Copy the material below word for word, omitting the pictures.

··· DATA EXCERPTS

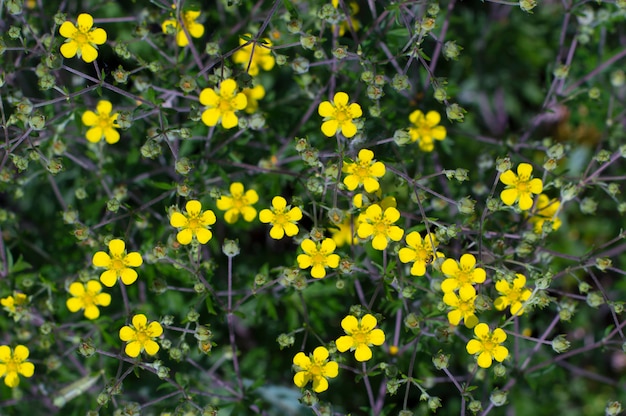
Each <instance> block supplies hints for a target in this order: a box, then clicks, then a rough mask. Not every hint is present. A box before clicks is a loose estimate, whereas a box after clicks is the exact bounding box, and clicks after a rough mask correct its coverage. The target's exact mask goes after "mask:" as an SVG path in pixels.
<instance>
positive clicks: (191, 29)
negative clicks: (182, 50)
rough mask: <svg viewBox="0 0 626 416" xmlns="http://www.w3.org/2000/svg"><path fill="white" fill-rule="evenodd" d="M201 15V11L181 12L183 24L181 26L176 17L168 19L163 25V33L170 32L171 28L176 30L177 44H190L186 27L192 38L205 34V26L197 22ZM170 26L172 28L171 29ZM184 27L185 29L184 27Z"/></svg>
mask: <svg viewBox="0 0 626 416" xmlns="http://www.w3.org/2000/svg"><path fill="white" fill-rule="evenodd" d="M199 16H200V12H199V11H193V10H189V11H186V12H182V13H181V18H182V21H183V26H181V25H180V24H179V22H178V20H176V19H168V20H166V21H165V22H163V24H162V25H161V29H163V33H168V32H169V31H170V30H171V31H173V32H174V31H175V32H176V44H177V45H178V46H187V45H189V38H188V37H187V35H186V34H185V29H187V32H189V35H190V36H191V37H192V38H200V37H202V35H204V26H203V25H202V23H198V22H196V19H197V18H198V17H199ZM170 27H171V28H172V29H170ZM183 27H184V28H185V29H183Z"/></svg>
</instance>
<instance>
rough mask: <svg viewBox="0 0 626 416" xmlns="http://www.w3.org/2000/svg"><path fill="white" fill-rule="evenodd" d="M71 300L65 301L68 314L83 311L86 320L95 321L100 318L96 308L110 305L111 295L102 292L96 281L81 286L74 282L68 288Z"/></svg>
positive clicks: (100, 285)
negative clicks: (98, 306)
mask: <svg viewBox="0 0 626 416" xmlns="http://www.w3.org/2000/svg"><path fill="white" fill-rule="evenodd" d="M69 292H70V294H71V295H72V296H74V297H72V298H69V299H68V300H67V301H66V305H67V309H69V311H70V312H78V311H79V310H81V309H84V310H85V312H84V315H85V318H87V319H92V320H93V319H97V318H98V317H99V316H100V309H98V306H109V305H110V304H111V295H109V294H108V293H101V292H102V285H100V283H99V282H98V281H97V280H90V281H88V282H87V283H85V284H83V283H81V282H74V283H72V284H71V285H70V287H69Z"/></svg>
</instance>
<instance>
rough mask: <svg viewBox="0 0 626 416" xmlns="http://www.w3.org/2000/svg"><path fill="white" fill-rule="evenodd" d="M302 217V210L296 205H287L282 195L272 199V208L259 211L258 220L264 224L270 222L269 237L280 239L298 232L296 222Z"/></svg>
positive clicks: (288, 236) (294, 233)
mask: <svg viewBox="0 0 626 416" xmlns="http://www.w3.org/2000/svg"><path fill="white" fill-rule="evenodd" d="M301 219H302V211H301V210H300V208H298V207H293V208H292V207H291V206H287V201H286V200H285V198H283V197H282V196H275V197H274V198H273V199H272V208H271V209H267V208H266V209H264V210H261V212H259V220H260V221H261V222H262V223H264V224H272V228H271V230H270V237H272V238H273V239H274V240H280V239H281V238H283V237H284V236H285V235H287V237H293V236H294V235H296V234H298V226H297V225H296V222H298V221H300V220H301Z"/></svg>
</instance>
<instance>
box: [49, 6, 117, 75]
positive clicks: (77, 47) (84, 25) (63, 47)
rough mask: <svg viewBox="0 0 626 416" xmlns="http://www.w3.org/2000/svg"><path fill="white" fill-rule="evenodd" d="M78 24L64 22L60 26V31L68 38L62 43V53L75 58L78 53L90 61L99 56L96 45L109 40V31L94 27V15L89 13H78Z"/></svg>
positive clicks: (80, 55)
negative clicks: (65, 40) (106, 31)
mask: <svg viewBox="0 0 626 416" xmlns="http://www.w3.org/2000/svg"><path fill="white" fill-rule="evenodd" d="M76 24H77V26H74V24H73V23H72V22H69V21H67V22H63V24H62V25H61V27H60V28H59V33H60V34H61V36H63V37H64V38H67V40H66V41H65V43H64V44H63V45H61V55H63V56H64V57H66V58H73V57H74V56H75V55H76V54H78V57H79V58H82V59H83V61H85V62H87V63H89V62H93V61H94V60H95V59H96V58H97V57H98V50H97V46H96V45H102V44H104V42H106V41H107V33H106V32H105V31H104V29H100V28H97V29H94V28H92V26H93V17H91V15H89V14H87V13H81V14H79V15H78V19H77V21H76Z"/></svg>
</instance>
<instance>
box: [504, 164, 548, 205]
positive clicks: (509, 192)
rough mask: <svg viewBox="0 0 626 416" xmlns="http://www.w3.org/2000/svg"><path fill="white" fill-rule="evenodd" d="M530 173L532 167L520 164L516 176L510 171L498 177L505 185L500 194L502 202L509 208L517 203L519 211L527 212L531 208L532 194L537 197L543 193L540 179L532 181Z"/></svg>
mask: <svg viewBox="0 0 626 416" xmlns="http://www.w3.org/2000/svg"><path fill="white" fill-rule="evenodd" d="M532 173H533V167H532V165H530V164H529V163H520V164H519V165H518V166H517V175H516V174H514V173H513V171H512V170H511V169H509V170H507V171H506V172H504V173H503V174H502V175H500V182H502V183H503V184H505V185H506V189H505V190H504V191H502V192H501V193H500V199H502V202H504V203H505V204H506V205H509V206H510V205H513V204H515V203H516V202H517V201H519V209H521V210H522V211H526V210H529V209H530V208H531V207H532V206H533V198H532V194H535V195H538V194H540V193H541V192H542V191H543V182H542V181H541V179H537V178H535V179H533V178H532Z"/></svg>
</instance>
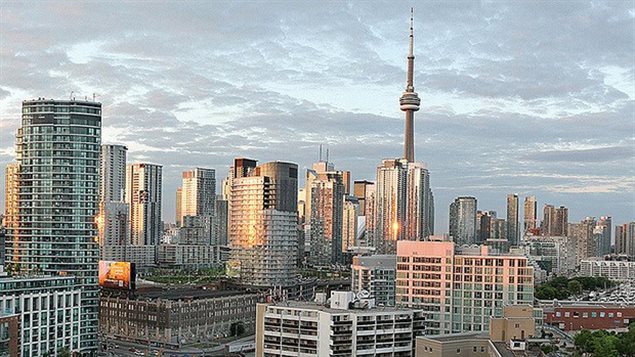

······

__ANSWER SPACE__.
Each <instance> block supplies hints for a target in this order: a box, then clicks, then a rough mask. Not every hint is present. A box before clicks is a loose estimate, whereas a box after clicks is the exact bounding box, and clicks after a rough mask correct its coverage. The target's exact mask goes after "mask:" as an SVG path in pixels.
<instance>
positive clicks: (191, 29)
negative clicks: (182, 50)
rough mask: <svg viewBox="0 0 626 416" xmlns="http://www.w3.org/2000/svg"><path fill="white" fill-rule="evenodd" d="M201 15V11L181 12L183 24L181 26L176 17L168 19L163 25V33L170 32L171 28L176 30L177 44H190L186 27L192 38L205 34V26L197 22ZM170 26L172 28L171 29ZM184 27L185 29L184 27Z"/></svg>
mask: <svg viewBox="0 0 626 416" xmlns="http://www.w3.org/2000/svg"><path fill="white" fill-rule="evenodd" d="M199 16H200V12H199V11H193V10H189V11H186V12H182V13H181V18H182V21H183V26H181V25H180V24H179V22H178V20H176V19H168V20H166V21H165V22H163V24H162V25H161V29H163V33H168V32H169V31H170V30H171V31H173V32H174V31H175V32H176V44H177V45H178V46H187V45H189V38H188V37H187V35H186V34H185V29H187V32H189V35H190V36H191V37H192V38H200V37H202V35H204V26H203V25H202V23H198V22H196V19H197V18H198V17H199ZM170 27H171V28H172V29H170ZM183 27H184V28H185V29H183Z"/></svg>
</instance>
<instance>
rough mask: <svg viewBox="0 0 626 416" xmlns="http://www.w3.org/2000/svg"><path fill="white" fill-rule="evenodd" d="M71 300L65 301L68 314L83 311L86 320L95 321L100 318L96 308L110 305L111 295L102 292L96 281L81 286L74 282L68 288Z"/></svg>
positive clicks: (100, 285)
negative clicks: (98, 306)
mask: <svg viewBox="0 0 626 416" xmlns="http://www.w3.org/2000/svg"><path fill="white" fill-rule="evenodd" d="M69 292H70V294H71V295H72V296H74V297H72V298H69V299H68V300H67V301H66V305H67V309H69V311H70V312H78V311H79V310H81V309H84V310H85V312H84V315H85V318H87V319H92V320H93V319H97V318H98V317H99V316H100V309H98V306H109V305H110V304H111V295H109V294H108V293H101V292H102V285H100V283H99V282H98V281H97V280H90V281H88V282H87V283H85V284H83V283H81V282H74V283H72V284H71V285H70V287H69Z"/></svg>
</instance>
<instance>
rough mask: <svg viewBox="0 0 626 416" xmlns="http://www.w3.org/2000/svg"><path fill="white" fill-rule="evenodd" d="M302 217V210L296 205H287L282 195L272 199V208L259 211L258 220L264 224L270 222L269 237L280 239L298 232L296 222Z"/></svg>
positive clicks: (288, 236) (294, 233)
mask: <svg viewBox="0 0 626 416" xmlns="http://www.w3.org/2000/svg"><path fill="white" fill-rule="evenodd" d="M301 219H302V211H301V210H300V208H298V207H293V208H292V207H291V206H287V201H286V200H285V198H283V197H282V196H275V197H274V198H273V199H272V208H271V209H267V208H266V209H264V210H261V212H259V220H260V221H261V222H262V223H264V224H272V228H271V230H270V237H272V238H273V239H274V240H280V239H281V238H283V237H284V236H285V235H287V237H293V236H294V235H296V234H298V226H297V225H296V222H298V221H300V220H301Z"/></svg>
</instance>
<instance>
box: [49, 6, 117, 75]
positive clicks: (77, 47) (84, 25) (63, 47)
rough mask: <svg viewBox="0 0 626 416" xmlns="http://www.w3.org/2000/svg"><path fill="white" fill-rule="evenodd" d="M78 24L64 22L60 26V31L68 38L62 43V53L75 58L78 53L90 61L99 56L96 45L109 40V31L94 27V15L89 13H78Z"/></svg>
positive clicks: (80, 55)
negative clicks: (65, 40) (106, 31)
mask: <svg viewBox="0 0 626 416" xmlns="http://www.w3.org/2000/svg"><path fill="white" fill-rule="evenodd" d="M76 24H77V26H74V24H73V23H72V22H69V21H67V22H63V24H62V25H61V27H60V28H59V33H60V34H61V36H63V37H64V38H67V40H66V41H65V43H64V44H63V45H61V55H63V56H64V57H66V58H73V57H74V56H75V55H76V54H78V57H79V58H82V59H83V61H85V62H87V63H89V62H93V61H94V60H95V59H96V58H97V57H98V50H97V46H96V45H102V44H104V42H106V41H107V33H106V32H105V31H104V29H100V28H97V29H94V28H92V26H93V17H91V15H89V14H87V13H81V14H79V15H78V19H77V21H76Z"/></svg>
</instance>
<instance>
box: [504, 164, 548, 205]
positive clicks: (509, 192)
rough mask: <svg viewBox="0 0 626 416" xmlns="http://www.w3.org/2000/svg"><path fill="white" fill-rule="evenodd" d="M530 173L532 167L520 164L516 176L510 171L498 177L505 185L500 194L502 202L509 208L517 203L519 211L527 212L531 208L532 194L537 197L543 193L540 179L532 181Z"/></svg>
mask: <svg viewBox="0 0 626 416" xmlns="http://www.w3.org/2000/svg"><path fill="white" fill-rule="evenodd" d="M532 173H533V167H532V165H530V164H529V163H520V164H519V165H518V166H517V175H516V174H514V173H513V171H512V170H511V169H509V170H507V171H506V172H504V173H503V174H502V175H500V182H502V183H503V184H505V185H506V189H505V190H504V191H502V192H501V193H500V199H502V202H504V203H505V204H506V205H509V206H510V205H513V204H515V203H516V202H517V201H519V209H521V210H522V211H526V210H529V209H530V208H531V207H532V206H533V198H532V194H535V195H538V194H540V193H541V192H542V191H543V182H542V181H541V179H537V178H535V179H533V178H532Z"/></svg>
</instance>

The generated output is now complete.